# Source document
Please try to update devtools::install_github("ropensci/CoordinateCleaner") and run cc_outl again.

CharlottePhilps commented 5 years ago

Dear Alex,

Unfortunately, when I try and update the CoordinateCleaner package it will not download. The update has not occurred in CRAN so when trying to install like this through devtools::install_github("ropensci/CoordinateCleaner")

I get the following warning messages:

Warning messages: 1: In untar2(tarfile, files, list, exdir) : skipping pax global extended headers 2: In untar2(tarfile, files, list, exdir) : skipping pax global extended headers

Then when I try and load the package, I get the following warning: library(CoordinateCleaner) Error: package or namespace load failed for ‘CoordinateCleaner’ in get(method, envir = home): lazy-load database 'C:/Program Files/R/R-3.5.3/library/CoordinateCleaner/R/CoordinateCleaner.rdb' is corrupt In addition: Warning messages: 1: In .registerS3method(fin[i, 1], fin[i, 2], fin[i, 3], fin[i, 4], : restarting interrupted promise evaluation 2: In get(method, envir = home) : restarting interrupted promise evaluation 3: In get(method, envir = home) : internal error -3 in R_decompress1

I might be doing something wrong or just need to wait for an update? Thank you again for your help.

CharlottePhilps commented 5 years ago

Dear Alex,

Sorry for all my messages, I thought I would update you as I feel the last issue may have been a problem my end.

I have now managed to download CoordinateCleaner through github.

After download I receive the following warning message: Warning messages: 1: In if (!is.character(what) || is.na(what) || length(what) != 1L || : closing unused connection 4 (ropensci-CoordinateCleaner-f1ef2cf/vignettes/inst/species_20025.shp) 2: In untar2(tarfile, files, list, exdir) : skipping pax global extended headers 3: In untar2(tarfile, files, list, exdir) : skipping pax global extended headers

I was unsure if this is an issue.

# Exercise prompt
Transcribe the CoordinateCleaner issue thread from "I might be doing" up to and including "CoordinateCleaner through github.", keeping every character as it appears.

# Data listing
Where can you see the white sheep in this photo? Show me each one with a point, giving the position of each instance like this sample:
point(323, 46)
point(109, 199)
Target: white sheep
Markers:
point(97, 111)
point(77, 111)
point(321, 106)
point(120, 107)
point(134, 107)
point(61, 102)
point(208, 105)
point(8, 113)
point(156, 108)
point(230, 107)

# Full solution
I might be doing something wrong or just need to wait for an update? Thank you again for your help.

CharlottePhilps commented 5 years ago

Dear Alex,

Sorry for all my messages, I thought I would update you as I feel the last issue may have been a problem my end.

I have now managed to download CoordinateCleaner through github.